◆ What to work on:
(A) Decide whether each statement below agrees with the passage about the Gospel. Answer yes or no for each, and quote the deciding words from the passage.
(i) The passage says that how we come to apprehend truth is simple.
(ii) The passage says the peace the Gospel gives is sometimes no peace.
(iii) The passage says chapter 7 tells of the opposition and rejection Jesus stirred up.
(B) In one to three sentences, explain why the passage about the Gospel calls the way we come to apprehend truth complex.
(C) Continue the passage about the Gospel, starting after its last sentence.

◆ Exercise passage:
::::

How we come to apprehend that truth is complex, a conspiracy of mind, heart, memory, community, even suffering. And the Gospel then re-educates us, for example to understand that it gives us a peace that passes understanding, a peace that sometimes is no peace, a good deeper than a simpler view of happiness or pleasure. The Gospel of the goods springing up where Aslan runs goes on, in chapter 7, to tell us of the opposition and rejection Jesus stirred up, how his fellowship with sinners shocked. The flowers that then bloom are not those the crowd expected.

::::

◆ Source information:

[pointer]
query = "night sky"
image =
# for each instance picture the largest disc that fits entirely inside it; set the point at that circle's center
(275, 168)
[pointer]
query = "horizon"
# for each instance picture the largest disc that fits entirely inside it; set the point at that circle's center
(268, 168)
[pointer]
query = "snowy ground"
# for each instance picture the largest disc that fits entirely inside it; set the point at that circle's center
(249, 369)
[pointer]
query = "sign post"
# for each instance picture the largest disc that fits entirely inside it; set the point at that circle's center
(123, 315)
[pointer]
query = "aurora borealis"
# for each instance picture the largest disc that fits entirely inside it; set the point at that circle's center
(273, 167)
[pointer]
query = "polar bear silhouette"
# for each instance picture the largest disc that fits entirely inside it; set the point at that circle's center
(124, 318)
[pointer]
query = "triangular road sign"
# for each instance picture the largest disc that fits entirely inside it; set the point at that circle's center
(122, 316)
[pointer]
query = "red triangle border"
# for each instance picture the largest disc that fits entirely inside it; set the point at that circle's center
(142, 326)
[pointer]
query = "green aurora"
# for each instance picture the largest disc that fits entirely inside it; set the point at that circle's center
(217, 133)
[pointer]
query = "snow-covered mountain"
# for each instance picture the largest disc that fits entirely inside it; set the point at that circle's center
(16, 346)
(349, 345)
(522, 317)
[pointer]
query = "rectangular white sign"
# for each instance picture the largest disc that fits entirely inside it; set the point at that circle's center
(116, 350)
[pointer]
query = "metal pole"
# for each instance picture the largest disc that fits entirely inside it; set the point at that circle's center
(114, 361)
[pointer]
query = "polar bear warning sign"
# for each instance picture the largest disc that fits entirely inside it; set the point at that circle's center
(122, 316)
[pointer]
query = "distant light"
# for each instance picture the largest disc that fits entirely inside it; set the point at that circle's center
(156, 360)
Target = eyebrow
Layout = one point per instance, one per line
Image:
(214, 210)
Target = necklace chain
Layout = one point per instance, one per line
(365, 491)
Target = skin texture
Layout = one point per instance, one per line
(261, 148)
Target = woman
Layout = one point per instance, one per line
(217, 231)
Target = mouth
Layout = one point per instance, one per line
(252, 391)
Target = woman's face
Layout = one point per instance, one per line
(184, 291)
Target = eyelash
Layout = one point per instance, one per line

::::

◆ Responses for each task:
(A)
(i) No: "How we come to apprehend that truth is complex."
(ii) Yes: "a peace that sometimes is no peace."
(iii) Yes: "in chapter 7, to tell us of the opposition and rejection Jesus stirred up."

(B) It is complex because it is "a conspiracy of mind, heart, memory, community, even suffering." Many parts of a person and their life work together in it.

(C)
Well, that is what I wanted really to say, but I do have two implications of the comprehensive and upending claim to truth that is faith in Jesus. We are at a mission day, and we have with us one of the foremost evangelists of our day and our tradition. OK, then mission and evangelism- there is an old chestnut of a question, how do those two words fit together? Much of the second half of the twentieth century was spent debating this question, and sometimes Christians divided into camps around it, until under the banner of ‘holism’ a truce was declared. But behind both is the fact, that the resurrection cracked open how we understand the world, as surely as the cross split the temple from top to bottom. And in the wake of the resurrection came the time and the summons to the gentiles, most all of us. And that outreach does indeed rightly include many things, feeding the hungry and visiting the imprisoned as in Matthew 25, speaking peace to the troubled in counseling, challenging injustice as the prophets did, and so forth. Witnessing to your faith in Jesus, in the hope that another might hear that word as from God, evangelism, it is special, it does have pride of place in this way: it makes explicit, it places in the foreground, the truth about the world and ourselves, which is the truth about Jesus, and from this truth everything else follows, even blooms. We say the name of Jesus, for other kinds of ministry risk leaving it unsaid. And this being clear, the many callings of mission do hang together, in just the way that Christ makes everything hang together, in Colossians one.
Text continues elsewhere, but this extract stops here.